What needs to be done
Skip any image you find and restate the rest of the data word for word.

--- Entries shown ---

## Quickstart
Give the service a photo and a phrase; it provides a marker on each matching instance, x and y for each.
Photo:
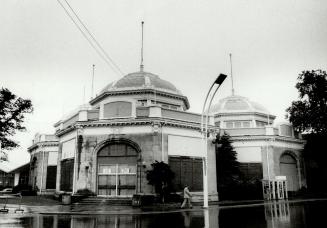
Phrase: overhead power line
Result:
(91, 39)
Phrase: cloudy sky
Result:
(45, 58)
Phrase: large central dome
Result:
(236, 104)
(141, 80)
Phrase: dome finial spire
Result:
(141, 65)
(231, 73)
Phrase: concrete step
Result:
(105, 201)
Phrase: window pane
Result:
(107, 169)
(246, 124)
(238, 124)
(229, 124)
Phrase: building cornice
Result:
(217, 115)
(42, 144)
(267, 138)
(135, 122)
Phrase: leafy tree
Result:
(308, 116)
(12, 111)
(309, 112)
(160, 176)
(227, 164)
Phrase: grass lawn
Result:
(32, 201)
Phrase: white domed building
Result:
(264, 149)
(107, 145)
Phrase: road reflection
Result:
(268, 215)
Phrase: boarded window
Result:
(117, 109)
(68, 149)
(251, 171)
(67, 171)
(188, 171)
(51, 177)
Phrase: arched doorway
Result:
(117, 166)
(288, 168)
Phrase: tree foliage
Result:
(227, 164)
(309, 112)
(160, 176)
(308, 116)
(12, 111)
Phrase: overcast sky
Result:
(45, 58)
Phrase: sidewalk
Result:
(45, 206)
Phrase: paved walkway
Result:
(76, 209)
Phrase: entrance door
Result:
(288, 168)
(117, 170)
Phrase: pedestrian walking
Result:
(187, 198)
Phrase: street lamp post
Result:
(219, 80)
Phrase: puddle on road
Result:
(277, 214)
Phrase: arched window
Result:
(117, 166)
(288, 167)
(117, 109)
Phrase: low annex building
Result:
(264, 149)
(43, 163)
(107, 145)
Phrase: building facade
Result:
(107, 145)
(264, 149)
(43, 163)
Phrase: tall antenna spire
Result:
(231, 73)
(142, 66)
(92, 89)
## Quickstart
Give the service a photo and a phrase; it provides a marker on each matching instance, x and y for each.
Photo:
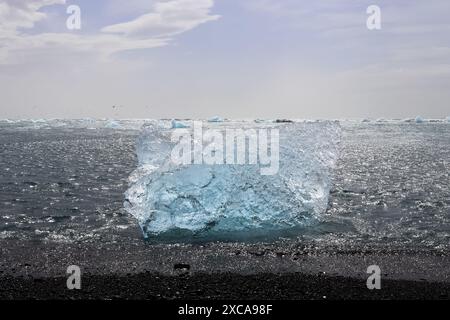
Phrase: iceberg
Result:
(178, 124)
(112, 124)
(215, 119)
(201, 199)
(419, 119)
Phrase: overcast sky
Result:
(233, 58)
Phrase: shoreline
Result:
(150, 286)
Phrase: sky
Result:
(231, 58)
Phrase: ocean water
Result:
(64, 181)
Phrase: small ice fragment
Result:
(215, 119)
(419, 119)
(112, 124)
(178, 124)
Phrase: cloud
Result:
(167, 19)
(151, 30)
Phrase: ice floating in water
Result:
(215, 119)
(419, 119)
(200, 199)
(178, 124)
(112, 124)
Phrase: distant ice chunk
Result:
(215, 119)
(419, 119)
(178, 124)
(200, 199)
(112, 124)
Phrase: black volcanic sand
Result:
(218, 286)
(218, 271)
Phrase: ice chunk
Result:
(210, 199)
(215, 119)
(419, 119)
(178, 124)
(112, 124)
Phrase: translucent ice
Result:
(419, 119)
(215, 119)
(178, 124)
(166, 197)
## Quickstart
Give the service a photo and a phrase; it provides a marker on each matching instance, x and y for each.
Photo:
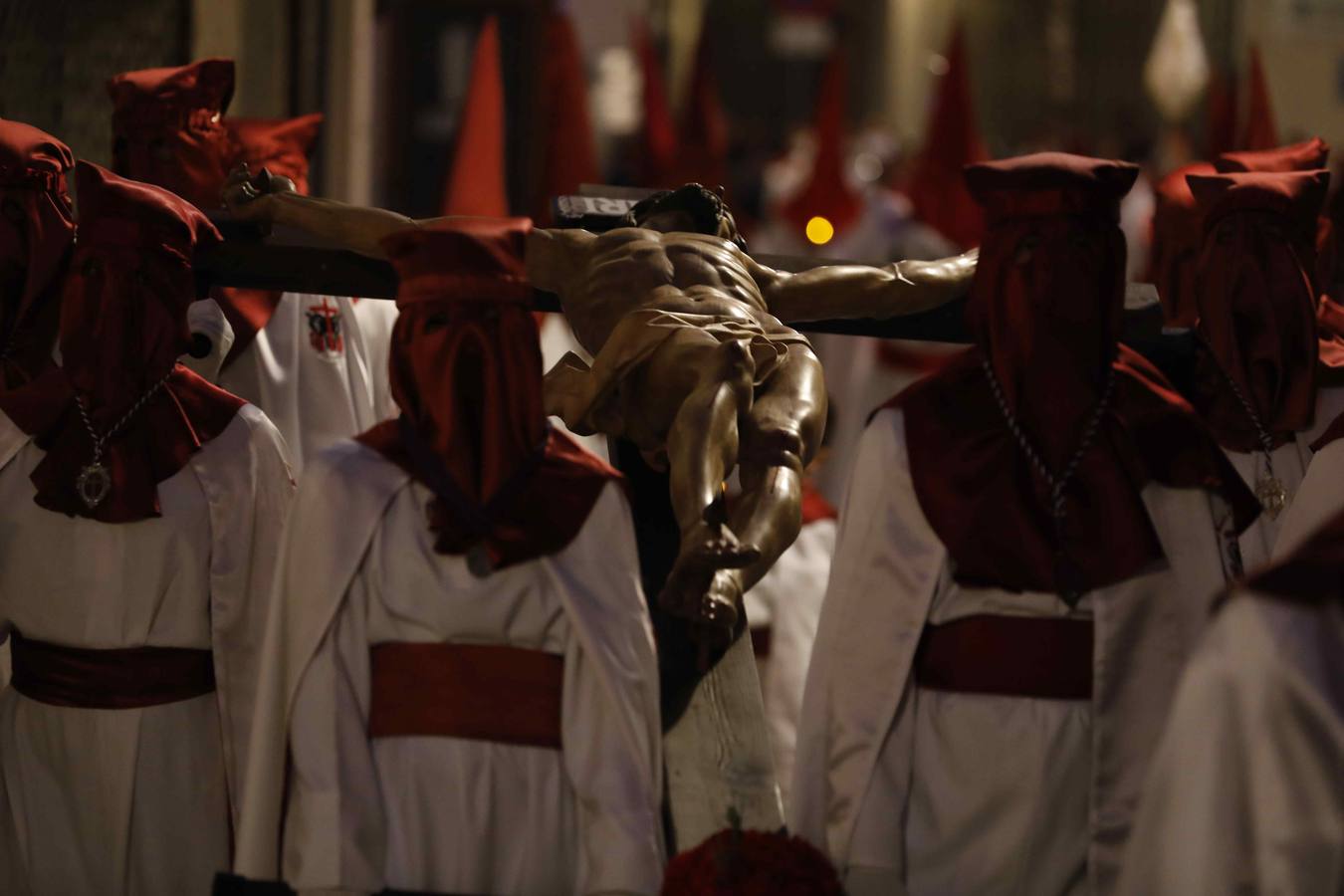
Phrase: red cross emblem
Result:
(325, 331)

---

Answer to the exercise
## Quickstart
Give the service a photo and a phrase; it provides a marker on each matching instance, x and y for each.
Photo:
Phrase: overhead power line
Result:
(91, 39)
Phrase: cloudy sky
Result:
(45, 58)
Phrase: large central dome
Result:
(236, 104)
(141, 80)
Phrase: dome finial spire
Result:
(141, 65)
(231, 73)
Phrase: concrete step
Result:
(105, 201)
Phrase: window pane
Result:
(107, 169)
(246, 124)
(238, 124)
(229, 124)
Phrase: building cornice
Result:
(217, 115)
(42, 144)
(267, 138)
(135, 122)
Phrase: leafy tree
Result:
(308, 116)
(12, 111)
(309, 112)
(160, 176)
(227, 164)
Phrase: grass lawn
Result:
(32, 201)
Phrase: white domed building
Result:
(264, 149)
(107, 145)
Phrase: road reflection
Result:
(268, 215)
Phrase: boarded window
Result:
(117, 109)
(68, 149)
(251, 171)
(67, 171)
(188, 171)
(51, 177)
Phrase: arched doorway
Result:
(117, 166)
(288, 168)
Phrase: tree foliage
Result:
(227, 164)
(309, 112)
(160, 176)
(308, 116)
(12, 111)
Phrase: overcast sky
Result:
(45, 58)
Phrase: sidewalk
Result:
(45, 206)
Phrase: paved walkway
Result:
(76, 209)
Phrase: entrance door
Result:
(288, 168)
(117, 170)
Phrase: pedestrian walking
Result:
(187, 198)
Phrase: street lamp post
Result:
(219, 80)
Phrase: puddle on road
Result:
(277, 214)
Phrase: arched window
Result:
(117, 166)
(288, 167)
(117, 109)
Phrase: low annex building
Result:
(264, 149)
(43, 163)
(107, 145)
Phrase: building facade
Result:
(107, 145)
(264, 149)
(43, 163)
Phrase: tall antenna spire
Result:
(231, 73)
(142, 66)
(92, 89)
## Quickstart
Give the service a photo and a phrase; it provides a marker on each matching instance, x and y for each.
Photo:
Phrase: iceberg
Result:
(178, 124)
(112, 124)
(215, 119)
(201, 199)
(419, 119)
Phrase: overcast sky
Result:
(233, 58)
Phrase: shoreline
Result:
(150, 286)
Phrase: sky
Result:
(231, 58)
Phrase: ocean water
Result:
(64, 181)
Phrase: small ice fragment
Result:
(215, 119)
(419, 119)
(112, 124)
(178, 124)
Phrase: cloud
Result:
(167, 19)
(151, 30)
Phrase: ice floating in water
Result:
(215, 119)
(419, 119)
(200, 199)
(178, 124)
(112, 124)
Phrase: distant ice chunk
Result:
(215, 119)
(419, 119)
(178, 124)
(200, 199)
(112, 124)
Phrase: black volcanic sand
Result:
(218, 286)
(218, 271)
Phrase: ice chunk
Result:
(210, 199)
(215, 119)
(419, 119)
(178, 124)
(112, 124)
Phrase: translucent ice
Result:
(419, 119)
(215, 119)
(178, 124)
(166, 197)
## Quickstart
Give the service a photo and a phrase; it provides a marker on each matching instance, x and y for each.
Photo:
Phrase: red cross emblem
Result:
(325, 331)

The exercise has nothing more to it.